- [Requirement]
Repeat all the entries below with "even-odd" switched to "nonzero" and nothing else altered, omitting the pictures.
#####
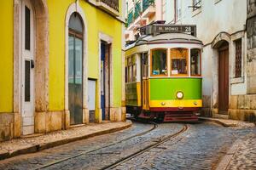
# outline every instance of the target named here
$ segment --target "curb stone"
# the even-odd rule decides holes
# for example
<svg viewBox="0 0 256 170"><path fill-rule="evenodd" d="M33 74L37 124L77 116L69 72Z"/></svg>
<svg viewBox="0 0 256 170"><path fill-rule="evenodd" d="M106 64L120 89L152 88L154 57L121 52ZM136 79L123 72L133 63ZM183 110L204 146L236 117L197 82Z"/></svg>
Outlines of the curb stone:
<svg viewBox="0 0 256 170"><path fill-rule="evenodd" d="M108 133L111 133L121 131L121 130L124 130L124 129L126 129L126 128L129 128L130 127L131 127L131 125L132 125L131 121L128 121L126 122L128 122L128 123L123 127L110 128L110 129L103 130L103 131L99 131L99 132L96 132L94 133L85 134L85 135L78 136L78 137L74 137L74 138L63 139L61 140L53 141L53 142L49 142L49 143L34 144L34 145L26 147L26 148L22 148L22 149L15 150L13 152L9 152L9 151L0 152L0 160L4 160L7 158L14 157L14 156L23 155L23 154L35 153L38 151L41 151L43 150L59 146L59 145L68 144L71 142L74 142L74 141L78 141L78 140L81 140L81 139L86 139L89 138L100 136L102 134L108 134Z"/></svg>
<svg viewBox="0 0 256 170"><path fill-rule="evenodd" d="M3 152L0 152L0 160L3 160L8 158L9 156L9 151L3 151Z"/></svg>
<svg viewBox="0 0 256 170"><path fill-rule="evenodd" d="M221 158L220 162L218 163L216 170L227 169L233 156L236 154L236 151L239 148L241 142L241 139L237 139L235 141L232 146L228 150L228 151L225 153L225 155Z"/></svg>
<svg viewBox="0 0 256 170"><path fill-rule="evenodd" d="M236 124L236 123L225 123L222 121L218 120L218 119L212 119L212 118L207 118L207 117L199 117L198 119L201 120L201 121L215 122L215 123L220 124L224 127L236 127L237 126L237 124Z"/></svg>

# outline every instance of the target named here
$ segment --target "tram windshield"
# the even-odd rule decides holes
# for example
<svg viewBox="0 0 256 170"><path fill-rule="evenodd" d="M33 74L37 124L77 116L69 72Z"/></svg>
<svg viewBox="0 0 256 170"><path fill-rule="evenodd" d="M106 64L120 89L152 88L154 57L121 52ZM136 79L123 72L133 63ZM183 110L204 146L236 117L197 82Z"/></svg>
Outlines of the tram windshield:
<svg viewBox="0 0 256 170"><path fill-rule="evenodd" d="M166 76L167 64L166 64L167 49L154 49L152 50L152 72L151 75Z"/></svg>
<svg viewBox="0 0 256 170"><path fill-rule="evenodd" d="M188 49L183 48L171 49L171 75L188 75Z"/></svg>

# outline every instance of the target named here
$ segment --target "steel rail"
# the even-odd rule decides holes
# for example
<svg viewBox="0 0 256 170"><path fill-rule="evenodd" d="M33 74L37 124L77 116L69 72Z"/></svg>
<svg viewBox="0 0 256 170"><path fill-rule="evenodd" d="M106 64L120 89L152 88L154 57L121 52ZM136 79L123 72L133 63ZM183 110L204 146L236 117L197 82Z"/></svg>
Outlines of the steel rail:
<svg viewBox="0 0 256 170"><path fill-rule="evenodd" d="M114 144L119 144L121 142L124 142L124 141L126 141L126 140L129 140L132 138L135 138L135 137L138 137L138 136L142 136L142 135L144 135L144 134L147 134L148 133L150 133L151 131L154 130L155 128L158 128L158 124L155 123L155 122L148 122L148 123L150 124L153 124L153 128L151 128L150 129L148 130L146 130L143 133L137 133L137 134L135 134L135 135L132 135L132 136L130 136L128 138L125 138L124 139L121 139L118 142L113 142L112 144L106 144L106 145L103 145L102 147L98 147L98 148L96 148L96 149L93 149L93 150L87 150L87 151L83 151L81 153L79 153L79 154L76 154L76 155L73 155L73 156L68 156L68 157L66 157L66 158L63 158L63 159L60 159L60 160L57 160L57 161L54 161L52 162L49 162L48 164L45 164L45 165L42 165L38 167L35 167L33 168L34 170L38 170L38 169L43 169L43 168L45 168L45 167L51 167L53 165L56 165L56 164L59 164L61 162L66 162L67 160L70 160L70 159L73 159L73 158L75 158L75 157L78 157L78 156L83 156L83 155L86 155L86 154L89 154L89 153L91 153L91 152L94 152L94 151L96 151L98 150L101 150L101 149L103 149L103 148L107 148L107 147L109 147L109 146L112 146L112 145L114 145Z"/></svg>
<svg viewBox="0 0 256 170"><path fill-rule="evenodd" d="M120 165L120 164L122 164L122 163L124 163L124 162L127 162L129 160L131 160L132 158L134 158L134 157L136 157L137 156L140 156L143 153L145 153L145 152L148 151L149 150L151 150L153 148L155 148L155 147L159 146L160 144L161 144L163 143L166 143L168 140L170 140L170 139L173 139L173 138L175 138L175 137L177 137L177 136L183 133L184 132L186 132L188 130L188 128L189 128L188 125L184 125L183 128L179 132L177 132L177 133L176 133L174 134L168 135L167 137L162 138L157 143L153 144L151 145L148 145L146 148L144 148L144 149L143 149L143 150L139 150L137 152L135 152L135 153L133 153L133 154L131 154L131 155L130 155L130 156L126 156L125 158L122 158L122 159L119 160L118 162L113 162L113 163L108 165L108 166L106 166L106 167L102 167L101 169L102 169L102 170L103 169L104 170L105 169L113 169L113 168L118 167L119 165Z"/></svg>

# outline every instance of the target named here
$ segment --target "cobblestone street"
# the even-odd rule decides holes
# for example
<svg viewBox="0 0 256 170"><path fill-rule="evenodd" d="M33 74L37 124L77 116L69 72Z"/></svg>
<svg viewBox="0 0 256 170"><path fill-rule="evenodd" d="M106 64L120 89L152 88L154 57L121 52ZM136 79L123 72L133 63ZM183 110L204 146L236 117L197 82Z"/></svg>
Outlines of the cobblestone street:
<svg viewBox="0 0 256 170"><path fill-rule="evenodd" d="M183 133L141 153L183 126L133 122L131 128L121 132L2 161L0 169L214 169L238 138L245 139L228 168L256 168L255 128L188 124ZM135 153L139 154L126 159ZM108 167L120 160L125 162Z"/></svg>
#####
- [Expected answer]
# outline every instance of the target named here
$ segment --target "curb stone"
# the nonzero rule decides holes
# for example
<svg viewBox="0 0 256 170"><path fill-rule="evenodd" d="M33 74L37 124L77 116L69 72Z"/></svg>
<svg viewBox="0 0 256 170"><path fill-rule="evenodd" d="M106 64L120 89L152 88L154 57L121 52ZM136 79L123 72L133 63ZM183 110L204 146L236 117L197 82Z"/></svg>
Outlines of the curb stone:
<svg viewBox="0 0 256 170"><path fill-rule="evenodd" d="M108 133L111 133L121 131L121 130L124 130L124 129L126 129L126 128L129 128L130 127L131 127L131 125L132 125L131 121L128 121L126 122L128 122L128 123L123 127L110 128L110 129L103 130L103 131L99 131L99 132L96 132L94 133L85 134L85 135L78 136L78 137L74 137L74 138L63 139L61 140L53 141L53 142L49 142L49 143L34 144L34 145L26 147L26 148L22 148L22 149L15 150L13 152L9 152L9 151L0 152L0 160L4 160L7 158L14 157L14 156L23 155L23 154L35 153L38 151L41 151L43 150L59 146L59 145L68 144L71 142L74 142L74 141L78 141L78 140L81 140L81 139L86 139L89 138L100 136L102 134L108 134Z"/></svg>
<svg viewBox="0 0 256 170"><path fill-rule="evenodd" d="M3 152L0 152L0 160L3 160L8 158L9 156L9 151L3 151Z"/></svg>
<svg viewBox="0 0 256 170"><path fill-rule="evenodd" d="M221 158L220 162L218 163L216 170L227 169L233 156L236 154L236 151L239 148L241 142L241 139L237 139L235 141L232 146L228 150L228 151L225 153L225 155Z"/></svg>
<svg viewBox="0 0 256 170"><path fill-rule="evenodd" d="M236 124L236 123L225 123L222 121L218 120L218 119L212 119L212 118L207 118L207 117L199 117L198 119L201 120L201 121L215 122L215 123L220 124L224 127L236 127L237 126L237 124Z"/></svg>

# outline every instance of the target named here
$ segment --target "tram windshield"
# the nonzero rule decides holes
# for example
<svg viewBox="0 0 256 170"><path fill-rule="evenodd" d="M33 74L37 124L77 116L69 72Z"/></svg>
<svg viewBox="0 0 256 170"><path fill-rule="evenodd" d="M106 64L120 89L152 88L154 57L121 52ZM136 79L123 72L133 63ZM183 110L204 146L236 117L197 82Z"/></svg>
Outlines of the tram windshield:
<svg viewBox="0 0 256 170"><path fill-rule="evenodd" d="M166 76L167 64L166 64L167 49L154 49L152 50L152 72L151 75Z"/></svg>
<svg viewBox="0 0 256 170"><path fill-rule="evenodd" d="M188 49L183 48L171 49L171 75L188 75Z"/></svg>

# outline every instance of the target named here
$ segment --target "steel rail"
# the nonzero rule decides holes
# for example
<svg viewBox="0 0 256 170"><path fill-rule="evenodd" d="M33 74L37 124L77 116L69 72Z"/></svg>
<svg viewBox="0 0 256 170"><path fill-rule="evenodd" d="M106 64L120 89L152 88L154 57L121 52ZM136 79L123 72L133 63ZM183 110L204 146L236 117L197 82Z"/></svg>
Outlines of the steel rail:
<svg viewBox="0 0 256 170"><path fill-rule="evenodd" d="M114 144L119 144L121 142L124 142L124 141L126 141L126 140L129 140L132 138L135 138L135 137L138 137L138 136L142 136L142 135L144 135L144 134L147 134L148 133L150 133L151 131L154 130L155 128L158 128L158 124L155 123L155 122L148 122L148 123L150 124L153 124L153 128L151 128L150 129L148 130L146 130L143 133L137 133L137 134L135 134L135 135L132 135L132 136L130 136L128 138L125 138L124 139L121 139L118 142L113 142L112 144L106 144L106 145L103 145L102 147L98 147L98 148L96 148L96 149L93 149L93 150L87 150L87 151L83 151L81 153L79 153L79 154L76 154L76 155L73 155L73 156L68 156L68 157L66 157L66 158L63 158L63 159L60 159L60 160L57 160L57 161L54 161L52 162L49 162L48 164L45 164L45 165L42 165L38 167L35 167L33 168L34 170L38 170L38 169L43 169L43 168L45 168L45 167L51 167L53 165L56 165L56 164L59 164L61 162L66 162L67 160L70 160L70 159L73 159L73 158L75 158L75 157L78 157L78 156L83 156L83 155L86 155L86 154L89 154L89 153L91 153L91 152L94 152L94 151L96 151L98 150L101 150L101 149L103 149L103 148L107 148L107 147L109 147L109 146L112 146L112 145L114 145Z"/></svg>
<svg viewBox="0 0 256 170"><path fill-rule="evenodd" d="M120 165L120 164L122 164L122 163L124 163L124 162L127 162L129 160L131 160L132 158L134 158L134 157L136 157L137 156L140 156L143 153L145 153L145 152L148 151L149 150L151 150L153 148L155 148L155 147L159 146L160 144L161 144L163 143L166 143L168 140L170 140L170 139L173 139L173 138L175 138L175 137L177 137L177 136L183 133L184 132L186 132L188 130L188 128L189 128L188 125L184 125L183 128L179 132L177 132L177 133L176 133L174 134L168 135L167 137L162 138L157 143L153 144L151 145L148 145L146 148L144 148L144 149L143 149L143 150L139 150L137 152L135 152L135 153L133 153L133 154L131 154L131 155L130 155L130 156L126 156L125 158L122 158L122 159L119 160L118 162L113 162L113 163L108 165L108 166L106 166L106 167L102 167L101 169L102 169L102 170L103 169L104 170L105 169L113 169L113 168L118 167L119 165Z"/></svg>

# outline every instance of the target named here
$ segment --target "cobblestone street"
# the nonzero rule decides holes
# for example
<svg viewBox="0 0 256 170"><path fill-rule="evenodd" d="M33 74L37 124L77 116L69 72Z"/></svg>
<svg viewBox="0 0 256 170"><path fill-rule="evenodd" d="M106 64L120 89L152 88L154 57L121 52ZM136 79L123 72L133 63ZM183 110L204 146L236 117L197 82Z"/></svg>
Outlines of the cobblestone street:
<svg viewBox="0 0 256 170"><path fill-rule="evenodd" d="M183 133L141 153L183 126L133 122L131 128L121 132L2 161L0 169L214 169L238 138L245 139L228 168L256 168L255 128L188 124ZM135 153L139 154L126 159ZM108 167L120 160L125 162Z"/></svg>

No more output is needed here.